▶ [Prompt] For the material below, return exactly the lines starting at the line containing "Category: blue departure board" and ending at the line containing "such as [381,10].", both ends included, and no others.

▶ [Available data]
━━━━━━━━━━━━━━━━━━━━
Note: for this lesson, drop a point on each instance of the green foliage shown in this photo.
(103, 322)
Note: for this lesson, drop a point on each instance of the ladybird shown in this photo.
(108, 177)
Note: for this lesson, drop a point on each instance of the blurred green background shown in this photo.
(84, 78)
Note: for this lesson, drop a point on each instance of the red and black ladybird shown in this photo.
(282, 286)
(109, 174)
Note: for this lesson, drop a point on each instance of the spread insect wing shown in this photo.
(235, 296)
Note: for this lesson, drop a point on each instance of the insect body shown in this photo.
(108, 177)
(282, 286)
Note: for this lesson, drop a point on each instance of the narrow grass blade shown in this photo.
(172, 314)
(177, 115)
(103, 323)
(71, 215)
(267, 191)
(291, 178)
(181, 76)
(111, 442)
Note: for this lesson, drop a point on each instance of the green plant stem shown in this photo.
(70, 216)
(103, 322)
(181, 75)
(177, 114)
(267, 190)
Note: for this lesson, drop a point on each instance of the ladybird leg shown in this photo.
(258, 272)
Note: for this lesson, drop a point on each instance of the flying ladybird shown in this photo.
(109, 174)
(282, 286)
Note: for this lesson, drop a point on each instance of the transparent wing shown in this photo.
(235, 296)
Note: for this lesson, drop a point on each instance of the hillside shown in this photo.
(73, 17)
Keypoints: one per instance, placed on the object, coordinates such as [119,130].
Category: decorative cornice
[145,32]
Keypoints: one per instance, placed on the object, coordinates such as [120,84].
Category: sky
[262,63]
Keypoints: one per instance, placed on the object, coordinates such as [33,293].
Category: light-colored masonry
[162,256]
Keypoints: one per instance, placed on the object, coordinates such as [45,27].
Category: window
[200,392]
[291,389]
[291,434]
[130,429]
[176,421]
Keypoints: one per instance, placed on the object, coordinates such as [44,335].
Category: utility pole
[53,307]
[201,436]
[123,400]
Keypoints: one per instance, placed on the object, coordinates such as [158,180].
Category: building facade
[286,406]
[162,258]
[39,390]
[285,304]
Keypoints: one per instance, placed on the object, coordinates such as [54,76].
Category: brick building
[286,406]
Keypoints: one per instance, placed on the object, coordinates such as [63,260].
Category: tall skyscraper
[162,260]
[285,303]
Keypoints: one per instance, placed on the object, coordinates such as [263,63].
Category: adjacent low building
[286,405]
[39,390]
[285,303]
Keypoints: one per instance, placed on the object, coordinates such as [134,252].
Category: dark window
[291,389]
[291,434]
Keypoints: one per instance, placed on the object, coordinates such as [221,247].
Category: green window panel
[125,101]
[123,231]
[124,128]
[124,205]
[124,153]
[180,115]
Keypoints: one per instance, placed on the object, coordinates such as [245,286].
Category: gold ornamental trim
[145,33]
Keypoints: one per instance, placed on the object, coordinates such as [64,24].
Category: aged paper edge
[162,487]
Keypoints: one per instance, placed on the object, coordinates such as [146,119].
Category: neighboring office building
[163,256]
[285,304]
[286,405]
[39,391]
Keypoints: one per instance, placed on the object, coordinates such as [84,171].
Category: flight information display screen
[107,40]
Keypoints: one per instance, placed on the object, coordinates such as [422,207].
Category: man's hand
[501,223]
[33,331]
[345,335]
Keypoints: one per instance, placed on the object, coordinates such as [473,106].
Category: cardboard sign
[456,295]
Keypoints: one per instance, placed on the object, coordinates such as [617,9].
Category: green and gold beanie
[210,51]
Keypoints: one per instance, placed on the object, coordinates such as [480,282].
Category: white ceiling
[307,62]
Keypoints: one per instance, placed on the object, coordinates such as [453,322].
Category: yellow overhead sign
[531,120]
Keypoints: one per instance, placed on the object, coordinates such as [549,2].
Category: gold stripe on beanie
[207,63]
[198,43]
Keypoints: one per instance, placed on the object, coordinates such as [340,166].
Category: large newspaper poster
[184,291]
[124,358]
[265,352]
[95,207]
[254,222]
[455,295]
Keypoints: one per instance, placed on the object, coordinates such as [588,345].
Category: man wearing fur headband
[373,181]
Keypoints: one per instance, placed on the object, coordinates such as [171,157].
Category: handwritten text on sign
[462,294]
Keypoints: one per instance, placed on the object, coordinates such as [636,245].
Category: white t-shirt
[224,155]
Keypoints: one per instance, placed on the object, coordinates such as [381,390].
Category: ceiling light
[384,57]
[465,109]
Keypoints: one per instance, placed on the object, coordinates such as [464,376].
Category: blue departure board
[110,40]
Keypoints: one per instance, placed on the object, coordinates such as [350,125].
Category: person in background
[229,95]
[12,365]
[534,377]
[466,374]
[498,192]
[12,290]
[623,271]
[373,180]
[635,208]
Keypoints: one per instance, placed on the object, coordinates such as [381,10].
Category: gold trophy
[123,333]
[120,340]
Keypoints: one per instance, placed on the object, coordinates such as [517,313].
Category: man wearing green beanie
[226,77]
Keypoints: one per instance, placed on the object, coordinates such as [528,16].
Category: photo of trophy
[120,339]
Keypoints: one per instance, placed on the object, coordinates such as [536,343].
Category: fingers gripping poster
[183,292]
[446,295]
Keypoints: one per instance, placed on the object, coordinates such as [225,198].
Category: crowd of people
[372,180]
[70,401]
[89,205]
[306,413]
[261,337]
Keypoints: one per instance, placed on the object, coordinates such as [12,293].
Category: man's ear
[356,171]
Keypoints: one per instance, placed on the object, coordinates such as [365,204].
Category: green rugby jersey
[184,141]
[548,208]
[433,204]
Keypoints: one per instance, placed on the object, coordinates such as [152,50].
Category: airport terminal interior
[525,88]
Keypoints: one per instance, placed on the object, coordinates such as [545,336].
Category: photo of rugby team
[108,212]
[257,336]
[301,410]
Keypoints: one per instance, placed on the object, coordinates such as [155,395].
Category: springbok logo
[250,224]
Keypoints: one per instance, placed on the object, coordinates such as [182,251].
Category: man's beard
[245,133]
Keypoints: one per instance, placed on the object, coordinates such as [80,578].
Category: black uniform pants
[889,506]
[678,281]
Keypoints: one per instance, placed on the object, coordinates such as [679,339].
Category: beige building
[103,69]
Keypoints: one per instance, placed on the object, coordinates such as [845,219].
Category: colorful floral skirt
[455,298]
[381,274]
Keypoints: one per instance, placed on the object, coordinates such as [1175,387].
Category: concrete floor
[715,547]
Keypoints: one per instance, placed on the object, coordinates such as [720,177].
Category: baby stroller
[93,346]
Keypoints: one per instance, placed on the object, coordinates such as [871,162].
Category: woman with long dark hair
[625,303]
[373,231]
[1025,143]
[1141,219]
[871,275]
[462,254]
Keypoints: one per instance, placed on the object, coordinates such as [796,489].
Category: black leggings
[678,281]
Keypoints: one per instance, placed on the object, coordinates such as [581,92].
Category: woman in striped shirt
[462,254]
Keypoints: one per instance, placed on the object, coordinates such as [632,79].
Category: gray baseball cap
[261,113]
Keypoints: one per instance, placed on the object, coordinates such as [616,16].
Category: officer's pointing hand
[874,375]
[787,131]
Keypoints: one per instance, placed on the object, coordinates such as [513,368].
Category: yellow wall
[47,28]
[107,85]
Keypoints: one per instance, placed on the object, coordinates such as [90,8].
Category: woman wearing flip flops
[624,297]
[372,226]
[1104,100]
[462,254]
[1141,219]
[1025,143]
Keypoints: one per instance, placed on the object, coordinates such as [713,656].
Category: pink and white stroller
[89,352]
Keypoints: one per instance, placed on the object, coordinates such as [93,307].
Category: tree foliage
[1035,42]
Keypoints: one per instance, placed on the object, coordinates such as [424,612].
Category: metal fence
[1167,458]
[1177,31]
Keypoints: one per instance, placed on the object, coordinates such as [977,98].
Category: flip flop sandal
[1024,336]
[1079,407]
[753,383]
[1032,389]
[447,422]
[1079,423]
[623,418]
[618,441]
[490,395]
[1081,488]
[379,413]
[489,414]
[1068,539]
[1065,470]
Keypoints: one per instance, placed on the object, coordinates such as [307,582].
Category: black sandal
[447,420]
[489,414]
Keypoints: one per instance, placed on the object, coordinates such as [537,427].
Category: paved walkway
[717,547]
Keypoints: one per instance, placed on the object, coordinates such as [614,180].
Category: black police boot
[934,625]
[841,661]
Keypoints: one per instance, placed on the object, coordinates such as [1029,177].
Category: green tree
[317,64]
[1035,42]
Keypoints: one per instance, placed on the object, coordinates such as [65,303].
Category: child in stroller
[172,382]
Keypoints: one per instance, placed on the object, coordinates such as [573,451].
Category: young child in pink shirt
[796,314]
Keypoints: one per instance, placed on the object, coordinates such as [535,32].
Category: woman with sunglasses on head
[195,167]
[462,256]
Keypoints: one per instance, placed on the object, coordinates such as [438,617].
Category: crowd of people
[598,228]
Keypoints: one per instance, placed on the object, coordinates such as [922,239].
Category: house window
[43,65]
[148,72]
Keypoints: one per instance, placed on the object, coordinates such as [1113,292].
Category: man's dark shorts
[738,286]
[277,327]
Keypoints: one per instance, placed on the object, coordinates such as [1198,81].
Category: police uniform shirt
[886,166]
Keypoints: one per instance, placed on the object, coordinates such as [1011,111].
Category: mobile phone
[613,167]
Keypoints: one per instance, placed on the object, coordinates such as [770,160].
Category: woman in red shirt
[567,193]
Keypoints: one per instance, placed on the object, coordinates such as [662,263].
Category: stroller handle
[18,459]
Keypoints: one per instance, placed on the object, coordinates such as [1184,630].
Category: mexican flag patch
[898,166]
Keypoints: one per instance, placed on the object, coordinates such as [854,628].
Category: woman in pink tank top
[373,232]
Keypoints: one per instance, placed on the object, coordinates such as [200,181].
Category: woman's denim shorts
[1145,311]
━━━━━━━━━━━━━━━━━━━━
▶ [Reply]
Category: blue departure board
[110,40]
Keypoints: one per instance, placed on the object, coordinates such as [350,125].
Category: person in background
[229,95]
[12,365]
[534,377]
[466,374]
[498,192]
[12,290]
[623,271]
[373,180]
[635,208]
Keypoints: one per instance, placed on the object, coordinates such as [381,10].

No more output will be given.